## Begin SOURCE PASSAGE

The one week delay between closing the list and the ship date allows me to make changes and PM people in the event of a mistake – such as assigning someone with USA shipping to a partner in Germany.

Some guidelines for _receiving_ the gift: 
Let your santa know it arrived! One less thing they have to worry about. 
*IMPORTANT:*
Post in the thread that the package arrived, and show off what you got! Especially if it was converted or painted and post some pics. Your santa probably worked really hard on your gift plus we get to all drool all over what you got.

One last final point: While lurkers are welcome to participate, I reserve the right to use discretion in ruling people out of entry. If you have absolutely _zero_ posts and you register on the boards to try and take part in this, I probably won't let you participate. Miniatures tend to be surprisingly expensive, and I really do not want somebody to try and take advantage of this whole event to just get free stuff. 

*THANK YOU Heresy Online*

I want to thank the moderators and members of Heresy Online for having a community in which we can do this. I’m glad to see so many people excited about the miniature exchange and look forward to seeing how many folks we get to sign up on our first run. If this is successful I’ll plan on coordinating it twice per year.

If you want to participate but have a question or concern please post your concern or send me a PM and we’ll get things sorted out.


----------



## Khorne's Fist (Jul 18, 2008)

Count me in. Hopefully we get a few more participants this time.

Space Wolves or Bolt Action British or USMC


----------



## bitsandkits (Mar 18, 2008)

Count me in too please


----------



## Moriouce (Oct 20, 2009)

Shouldn't this be a suprise? You won't know if I am in.

Edit: If I am, I collect 40k Orks and Eldar.

## End SOURCE PASSAGE
## Begin DATA PROVIDED

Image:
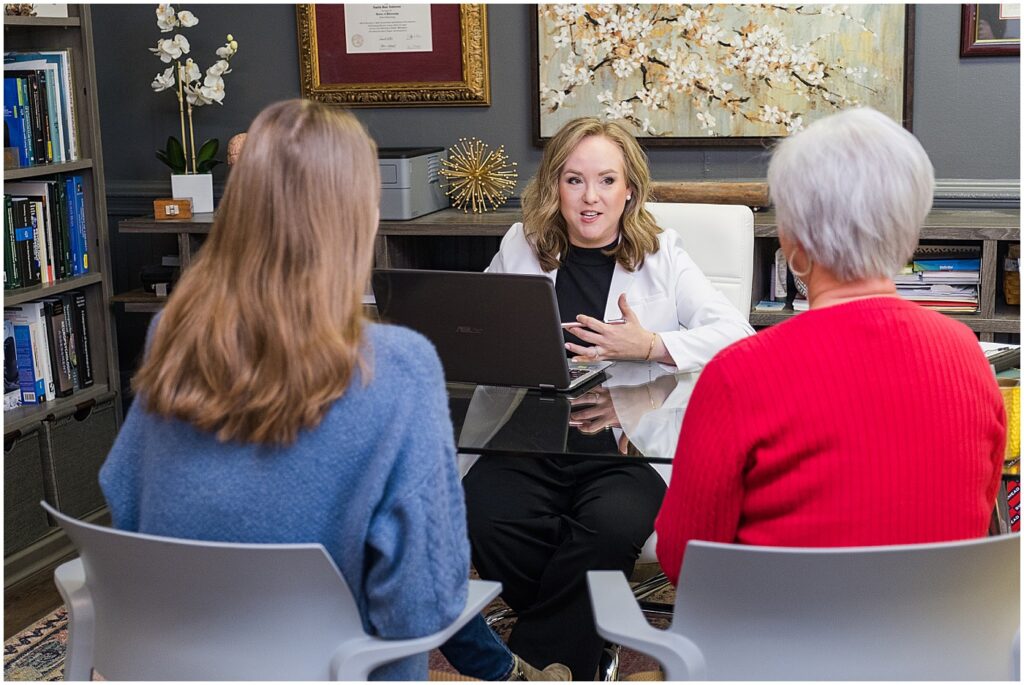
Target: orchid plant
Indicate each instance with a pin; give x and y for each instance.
(193, 89)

## End DATA PROVIDED

THE EXERCISE – List every username that heads a reply in the forum thread above, along with the date shown beside it.

SOLUTION –
Khorne's Fist (Jul 18, 2008)
bitsandkits (Mar 18, 2008)
Moriouce (Oct 20, 2009)